**Work instruction:**
Answer these questions from the article on PPP lending and bank digitization below:
(a) What position does Keren Moynihan hold, and at which company?
(b) According to the Federal Reserve, what share of their funding needs was met for small and midsize businesses that did receive funding?
(c) What was the approval rate at small banks in March?

”The pandemic period may prove to be the make-or-break time for true digitization in banking.”
Keren Moynihan, CEO of Boss Insights.
During the early PPP rollouts, fintech lenders using advanced technology saw client acquisitions soar. Many traditional institutions, where business lending remains largely manual, relied on ‘sweat equity’ and legacy tech to handle the challenge. The pandemic period may prove to be the make-or-break time for true digitization in banking.
The first rounds of the federal Paycheck Protection Program saw massive efforts by financial institutions to deploy the loans quickly as well as serious processing issues. The program also put a spotlight on a larger issue that could continue to hinder the banking industry: The antiquated set of procedures and technology used for most business lending.
This situation has allowed fintech lenders, using advanced technology, to pick up significant new business during the initial PPP rounds. Another round, expected to emerge from Washington, could further solidify fintechs’ gains. In short, it is a pivotal time for traditional banks and credit unions to reconsider the imperative of digitization.
Business lending has always presented a challenge for both borrowers and lenders, with significant risks for both parties. Even before COVID, it was difficult for businesses to secure enough funding due to lack of cash flow. The Federal Reserve reported that for small and midsize businesses that did receive funding, only 52% of their needs were met. In February, approval rates at big banks were at 28.3%. Only a month later, Forbes reported approvals plummeting to just 15.4%. Small banks dropped to 38.9% in March from 50.3% in February as well.

**Dataset excerpts:**

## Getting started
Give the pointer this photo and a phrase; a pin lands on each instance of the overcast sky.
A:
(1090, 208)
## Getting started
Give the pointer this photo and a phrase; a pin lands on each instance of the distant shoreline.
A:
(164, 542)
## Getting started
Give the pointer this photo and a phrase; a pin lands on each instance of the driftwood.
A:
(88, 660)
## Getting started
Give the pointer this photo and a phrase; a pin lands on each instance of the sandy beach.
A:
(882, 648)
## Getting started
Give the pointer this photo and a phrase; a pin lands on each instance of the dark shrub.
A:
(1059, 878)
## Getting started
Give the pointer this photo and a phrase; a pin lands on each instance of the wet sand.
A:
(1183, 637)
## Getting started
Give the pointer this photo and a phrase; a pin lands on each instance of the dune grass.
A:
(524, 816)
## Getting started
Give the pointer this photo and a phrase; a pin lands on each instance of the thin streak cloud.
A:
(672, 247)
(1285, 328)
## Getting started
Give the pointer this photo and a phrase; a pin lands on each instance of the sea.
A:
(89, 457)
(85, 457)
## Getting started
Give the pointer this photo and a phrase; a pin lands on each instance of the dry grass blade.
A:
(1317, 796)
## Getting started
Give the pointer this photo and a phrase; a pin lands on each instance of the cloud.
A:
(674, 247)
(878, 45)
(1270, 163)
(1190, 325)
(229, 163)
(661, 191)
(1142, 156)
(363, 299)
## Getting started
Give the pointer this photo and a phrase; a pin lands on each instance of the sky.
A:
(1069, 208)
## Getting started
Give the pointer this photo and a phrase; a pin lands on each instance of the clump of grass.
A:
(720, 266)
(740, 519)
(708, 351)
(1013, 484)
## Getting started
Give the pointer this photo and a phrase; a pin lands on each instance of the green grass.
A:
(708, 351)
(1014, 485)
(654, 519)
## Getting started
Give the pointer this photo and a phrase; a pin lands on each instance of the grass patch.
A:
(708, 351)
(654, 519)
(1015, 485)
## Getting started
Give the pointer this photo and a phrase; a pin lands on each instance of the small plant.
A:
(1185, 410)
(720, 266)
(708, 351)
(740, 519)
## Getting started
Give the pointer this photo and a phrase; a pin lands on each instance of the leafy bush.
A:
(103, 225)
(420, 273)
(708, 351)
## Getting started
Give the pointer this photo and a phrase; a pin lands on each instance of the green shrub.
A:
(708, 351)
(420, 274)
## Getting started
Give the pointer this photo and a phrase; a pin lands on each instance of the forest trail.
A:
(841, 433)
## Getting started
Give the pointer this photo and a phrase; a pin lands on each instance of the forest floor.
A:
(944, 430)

**Output of the task:**
(a) She is CEO of Boss Insights.
(b) Only 52% of their needs were met.
(c) It was 38.9%, down from 50.3% in February.